## PROBLEM DESCRIPTION:
Copy out every line of the material below without changing a single character.

>> Begin PROVIDED RECORDS

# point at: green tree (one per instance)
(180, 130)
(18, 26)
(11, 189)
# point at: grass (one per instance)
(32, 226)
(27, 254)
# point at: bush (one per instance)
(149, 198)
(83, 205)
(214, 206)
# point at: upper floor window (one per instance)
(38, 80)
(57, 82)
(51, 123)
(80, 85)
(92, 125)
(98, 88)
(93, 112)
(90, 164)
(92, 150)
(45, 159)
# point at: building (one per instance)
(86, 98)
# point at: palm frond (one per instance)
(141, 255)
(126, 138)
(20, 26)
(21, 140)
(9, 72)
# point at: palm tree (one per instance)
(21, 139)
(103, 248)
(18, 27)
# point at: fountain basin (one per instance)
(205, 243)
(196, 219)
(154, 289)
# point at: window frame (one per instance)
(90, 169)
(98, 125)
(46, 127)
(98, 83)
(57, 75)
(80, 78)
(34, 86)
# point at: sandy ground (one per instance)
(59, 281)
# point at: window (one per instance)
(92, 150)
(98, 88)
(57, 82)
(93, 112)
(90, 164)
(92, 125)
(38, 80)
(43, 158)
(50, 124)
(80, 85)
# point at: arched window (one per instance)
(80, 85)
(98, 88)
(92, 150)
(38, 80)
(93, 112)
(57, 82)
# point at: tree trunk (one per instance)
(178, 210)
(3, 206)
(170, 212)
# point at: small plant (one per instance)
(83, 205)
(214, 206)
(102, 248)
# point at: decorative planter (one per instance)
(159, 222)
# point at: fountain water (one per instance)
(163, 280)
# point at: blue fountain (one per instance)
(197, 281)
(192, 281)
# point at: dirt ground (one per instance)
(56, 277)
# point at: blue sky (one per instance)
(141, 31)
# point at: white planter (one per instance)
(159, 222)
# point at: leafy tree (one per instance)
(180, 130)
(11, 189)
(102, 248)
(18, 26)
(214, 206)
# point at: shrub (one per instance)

>> End PROVIDED RECORDS

## WRITTEN SOLUTION:
# point at: green tree (one per instance)
(180, 130)
(18, 26)
(11, 189)
# point at: grass (one per instance)
(32, 226)
(27, 254)
# point at: bush (one per instance)
(149, 198)
(83, 205)
(214, 206)
# point at: upper floor window (one per instance)
(38, 80)
(57, 82)
(51, 123)
(80, 85)
(92, 125)
(98, 88)
(93, 112)
(90, 164)
(92, 150)
(45, 159)
# point at: building (one per instance)
(86, 98)
# point at: palm frond (one per instance)
(141, 255)
(126, 138)
(20, 26)
(21, 140)
(9, 72)
# point at: palm tree (one per instance)
(21, 139)
(103, 248)
(18, 27)
# point at: fountain basin (one per instance)
(205, 243)
(196, 219)
(154, 289)
# point at: window frame (one per instance)
(90, 169)
(98, 125)
(46, 127)
(98, 83)
(57, 75)
(80, 78)
(34, 86)
# point at: sandy ground (one per instance)
(59, 281)
# point at: window (one per instance)
(92, 150)
(98, 88)
(57, 82)
(93, 112)
(90, 164)
(92, 125)
(38, 80)
(43, 158)
(50, 124)
(80, 85)
# point at: arched window (one per instance)
(80, 85)
(98, 88)
(92, 150)
(38, 80)
(93, 112)
(57, 82)
# point at: tree trunk (one per instance)
(178, 210)
(3, 206)
(170, 212)
# point at: small plant (one per instance)
(83, 205)
(214, 206)
(102, 248)
# point at: decorative planter (one per instance)
(159, 222)
# point at: fountain water (one per instance)
(163, 280)
# point at: blue fountain (one per instance)
(197, 281)
(192, 281)
# point at: dirt ground (one per instance)
(56, 277)
# point at: blue sky (one per instance)
(141, 31)
# point at: white planter (one per instance)
(159, 222)
# point at: leafy tree (one per instance)
(180, 130)
(11, 189)
(102, 248)
(18, 26)
(214, 206)
# point at: shrub (one per instance)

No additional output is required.